------ Excerpted passage

Bronfman opens CSO season with powerful and dramatic Brahms
For the opening concert of Riccardo Muti’s final season as music director of the Chicago Symphony Orchestra, there was a refreshing lack of hoopla, speeches and distractions Thursday night. Clearly in good humor, the 81-year-old Italian maestro came out, led the National Anthem and got down to business.
Keen-eyed audience members will have noticed two new faces in the orchestra’s string sections. Last month, the CSO announced the hiring of bass Daniel Carson and violist Beatrice Chen. The latter musician is the daughter of CSO concertmaster Robert Chen (who is off this week).
The spotlight is normally fixed on the orchestra’s mercurial music director at these season-opening programs, and Muti directed with his usual attentiveness and spirited podium demeanor. But it was the no-nonsense Yefim Bronfman who delivered the highlight of the evening as soloist in Brahms’ Piano Concerto No. 1.

------------
------ Dataset excerpt

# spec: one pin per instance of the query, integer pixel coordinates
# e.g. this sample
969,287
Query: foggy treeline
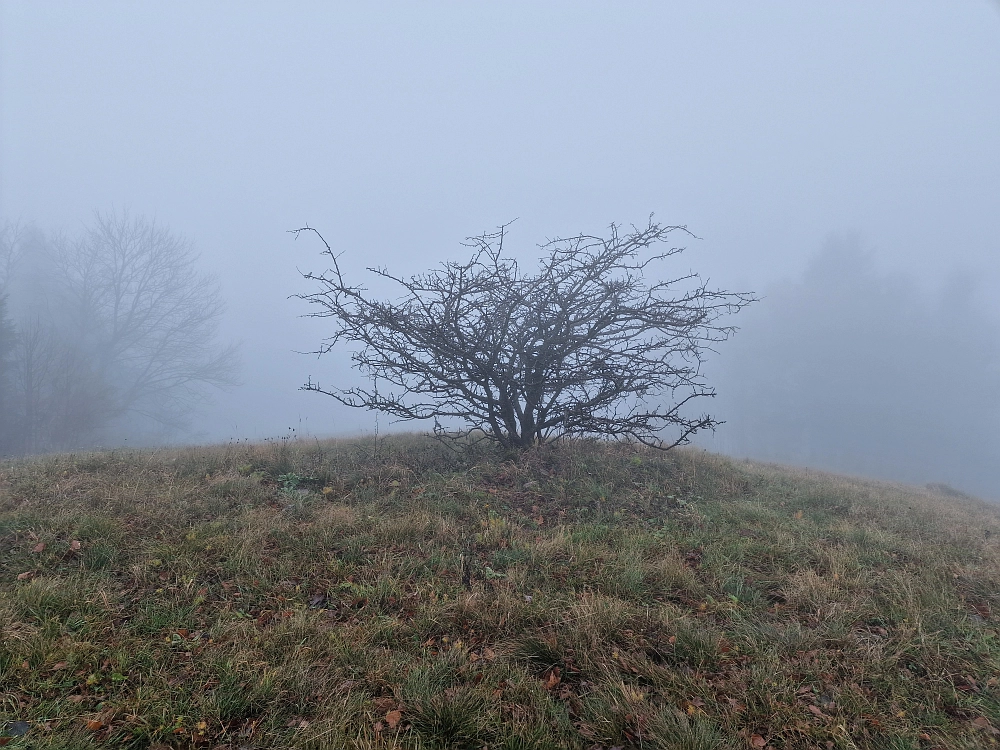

------------

■ What is asked:
a) In the concert review, who was the soloist in Brahms' Piano Concerto No. 1?
b) Write out the concert review between "Keen-eyed audience members" and "Concerto No. 1.", inclusive, swapping "violist" for "cellist".

■ Problem solutions:
a) Yefim Bronfman

b)
Keen-eyed audience members will have noticed two new faces in the orchestra’s string sections. Last month, the CSO announced the hiring of bass Daniel Carson and cellist Beatrice Chen. The latter musician is the daughter of CSO concertmaster Robert Chen (who is off this week).
The spotlight is normally fixed on the orchestra’s mercurial music director at these season-opening programs, and Muti directed with his usual attentiveness and spirited podium demeanor. But it was the no-nonsense Yefim Bronfman who delivered the highlight of the evening as soloist in Brahms’ Piano Concerto No. 1.